Output every record below exactly.

Task input ::
________

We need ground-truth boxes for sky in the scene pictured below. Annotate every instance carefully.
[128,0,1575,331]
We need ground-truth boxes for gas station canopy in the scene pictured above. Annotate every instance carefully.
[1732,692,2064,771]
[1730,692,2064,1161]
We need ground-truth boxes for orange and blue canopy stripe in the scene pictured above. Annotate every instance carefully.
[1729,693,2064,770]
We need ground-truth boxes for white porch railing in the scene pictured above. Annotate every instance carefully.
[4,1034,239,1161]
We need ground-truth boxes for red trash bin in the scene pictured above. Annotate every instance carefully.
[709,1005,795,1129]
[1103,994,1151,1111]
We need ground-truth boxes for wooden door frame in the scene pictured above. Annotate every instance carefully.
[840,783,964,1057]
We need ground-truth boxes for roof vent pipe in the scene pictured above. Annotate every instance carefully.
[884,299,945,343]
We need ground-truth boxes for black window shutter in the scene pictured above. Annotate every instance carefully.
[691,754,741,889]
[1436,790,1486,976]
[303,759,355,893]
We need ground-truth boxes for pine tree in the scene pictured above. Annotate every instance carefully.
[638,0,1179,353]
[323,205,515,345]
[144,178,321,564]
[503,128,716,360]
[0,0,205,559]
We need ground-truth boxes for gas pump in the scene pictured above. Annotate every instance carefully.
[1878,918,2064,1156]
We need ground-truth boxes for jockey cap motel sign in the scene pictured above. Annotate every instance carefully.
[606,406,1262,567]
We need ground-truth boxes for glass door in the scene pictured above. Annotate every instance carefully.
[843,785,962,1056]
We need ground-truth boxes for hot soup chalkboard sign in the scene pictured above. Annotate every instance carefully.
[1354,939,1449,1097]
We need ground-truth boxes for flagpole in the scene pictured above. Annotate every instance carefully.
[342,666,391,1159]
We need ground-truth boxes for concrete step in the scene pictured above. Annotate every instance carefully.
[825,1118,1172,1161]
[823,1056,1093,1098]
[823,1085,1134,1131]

________

Exercise result ::
We need ground-truth boxes for sky in the scene pictured below. Annotate every instance carefully.
[128,0,1575,331]
We need ground-truth boxes for gas station canopy in the scene pictured above. Annotate every instance carefully.
[1732,692,2064,771]
[1730,692,2064,1161]
We need ground-truth boxes for orange and blue canopy stripe in the scene pictured above. Annotate every instance carefully.
[1729,693,2064,770]
We need ground-truth boxes for white porch railing in the scene pictured above. Annotate every instance carefully.
[4,1034,239,1161]
We need ground-truth boxes for red trash bin in the scene pictured above. Annotate every instance carefully.
[709,1005,795,1129]
[1103,994,1151,1111]
We need ground-truth boxes for wooden door frame in the scene pictured above. Annotate every instance carefully.
[840,783,964,1057]
We need ground-truth boxes for roof vent pipe in the scene pictured above. Annotate every instance carefully.
[884,299,945,343]
We need ground-truth boxes for black window shutter in the scene pictured above. Annotate every instance carefully.
[691,754,741,889]
[1436,790,1486,976]
[303,759,355,893]
We need ground-truth boxes for pine tree in the scene pictured above. Annotate every instance carefully.
[638,0,1179,353]
[323,205,515,345]
[144,178,321,564]
[503,128,716,360]
[0,0,205,559]
We need ground-truth boxes for gas pump in the scene pictured above. Annotate every instance carefully.
[1878,918,2064,1156]
We need ground-truth boxes for jockey cap motel sign in the scene pictured above. Annotate every instance carefully.
[606,406,1262,567]
We need ground-truth boxes for glass door in the scene pictured above. Annotate every instance carefully.
[843,785,962,1056]
We need ground-truth boxes for hot soup chalkboard sign in the scene pictured above. Annotate every instance carefully.
[1354,939,1449,1097]
We need ground-truth boxes for flagpole in the scene pictured above. Annotate every instance carefully.
[342,666,391,1159]
We need ground-truth boxes for concrete step in the scene pictured above. Annotate every instance carefully.
[825,1118,1172,1161]
[823,1056,1093,1098]
[823,1085,1134,1131]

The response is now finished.